_YOUR ASSIGNMENT_.
With every line kept intact, print the entries that appear below.

======== INFORMATION ========

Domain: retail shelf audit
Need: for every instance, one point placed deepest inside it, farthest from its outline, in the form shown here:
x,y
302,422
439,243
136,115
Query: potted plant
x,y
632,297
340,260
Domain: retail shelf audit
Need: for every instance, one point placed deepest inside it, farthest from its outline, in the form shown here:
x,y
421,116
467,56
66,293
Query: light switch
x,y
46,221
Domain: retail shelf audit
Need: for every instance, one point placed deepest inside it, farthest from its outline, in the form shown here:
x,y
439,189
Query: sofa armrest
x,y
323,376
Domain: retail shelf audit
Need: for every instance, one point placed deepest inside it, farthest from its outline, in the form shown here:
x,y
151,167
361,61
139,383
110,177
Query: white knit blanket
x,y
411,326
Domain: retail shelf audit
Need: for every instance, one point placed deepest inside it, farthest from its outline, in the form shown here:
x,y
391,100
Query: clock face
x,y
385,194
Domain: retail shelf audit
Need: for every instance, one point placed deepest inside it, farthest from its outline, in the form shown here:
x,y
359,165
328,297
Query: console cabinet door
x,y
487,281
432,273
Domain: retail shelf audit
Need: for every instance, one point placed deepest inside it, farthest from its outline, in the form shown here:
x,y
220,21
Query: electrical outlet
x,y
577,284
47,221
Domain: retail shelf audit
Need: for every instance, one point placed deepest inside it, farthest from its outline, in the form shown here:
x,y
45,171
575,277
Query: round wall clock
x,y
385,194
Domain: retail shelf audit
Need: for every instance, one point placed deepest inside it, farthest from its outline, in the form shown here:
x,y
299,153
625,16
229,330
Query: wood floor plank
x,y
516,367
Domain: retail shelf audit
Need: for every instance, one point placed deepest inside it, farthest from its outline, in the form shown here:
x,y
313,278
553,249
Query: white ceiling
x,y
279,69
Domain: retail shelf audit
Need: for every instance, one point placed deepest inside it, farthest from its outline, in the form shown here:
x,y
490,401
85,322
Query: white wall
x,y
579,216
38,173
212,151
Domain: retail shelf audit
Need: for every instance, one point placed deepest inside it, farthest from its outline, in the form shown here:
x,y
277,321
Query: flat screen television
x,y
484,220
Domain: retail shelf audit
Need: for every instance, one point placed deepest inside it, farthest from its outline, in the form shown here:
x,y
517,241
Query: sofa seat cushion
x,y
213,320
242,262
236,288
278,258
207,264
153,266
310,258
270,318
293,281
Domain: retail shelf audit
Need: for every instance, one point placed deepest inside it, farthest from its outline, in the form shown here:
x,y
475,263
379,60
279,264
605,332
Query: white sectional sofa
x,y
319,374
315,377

========

_ANSWER TO THE PROBLEM_.
Domain: retail shelf audit
Need: for every instance, one point placed deepest inside it, farthest from its outline, in the form shown here:
x,y
302,422
439,243
136,115
Query: potted plant
x,y
632,297
340,260
Domain: retail shelf audit
Need: for every instance, one point placed deepest inside it, farthest from its outline, in the form shown here:
x,y
421,116
467,56
66,293
Query: light switch
x,y
46,221
Domain: retail shelf audit
Need: for every instance, one point placed deepest inside it, farthest from its outline, in the form shown here:
x,y
439,189
Query: sofa armrest
x,y
323,376
Domain: retail shelf audit
Need: for every instance, one point placed deepest inside it, farthest from its outline, in the form shown here:
x,y
151,167
361,61
139,383
110,177
Query: white knit blanket
x,y
411,326
Domain: retail shelf audit
Need: for every instance, one point placed deepest inside it, farthest from its outline, in the form shown here:
x,y
391,100
Query: clock face
x,y
385,194
Domain: retail shelf audit
Need: for every instance, one point placed deepest inside it, farthest from its outline, in the form shown here:
x,y
359,165
328,297
Query: console cabinet door
x,y
487,281
432,273
Domain: retail shelf audit
Need: for every instance, one point placed deepest inside it, farthest from its outline, in the form shown here:
x,y
220,21
Query: electrical outlet
x,y
577,284
47,221
Domain: retail shelf audit
Need: for every instance, one point placed deepest inside it, farthest from its outline, in the form shown here:
x,y
45,171
575,277
Query: round wall clock
x,y
385,194
Domain: retail shelf audit
Need: for every instance, one point placed deepest inside it, farthest from its outline, in the form shown here:
x,y
299,153
625,16
229,330
Query: wood floor plank
x,y
516,367
Domain: retail shelf audit
Need: for every instance, one point placed deepest inside it, farthest from its outline, in the form shown here:
x,y
313,278
553,249
Query: white ceiling
x,y
279,69
Domain: retail shelf audit
Need: for every instance, one point placed deepest inside it, farthest from its outline, in the form shown here:
x,y
490,401
85,322
Query: white wall
x,y
579,216
38,173
212,151
Domain: retail shelf audit
Need: for every instance, one point placed deepest inside it, farthest from its outline, in the form shown here:
x,y
277,321
Query: flat screen television
x,y
484,220
Domain: retail shelf audit
Need: for every instance, one point placed deepest inside it, farthest from its outline, in the form shown here:
x,y
517,241
Query: sofa seat cushion
x,y
213,320
242,262
236,288
278,258
207,264
153,266
310,258
270,318
293,281
Domain: retail shelf audit
Need: for every instance, one point placed deepest inside it, farthest from its outline, in the form shown here:
x,y
475,263
379,60
279,264
605,332
Query: white sectional sofa
x,y
319,374
315,377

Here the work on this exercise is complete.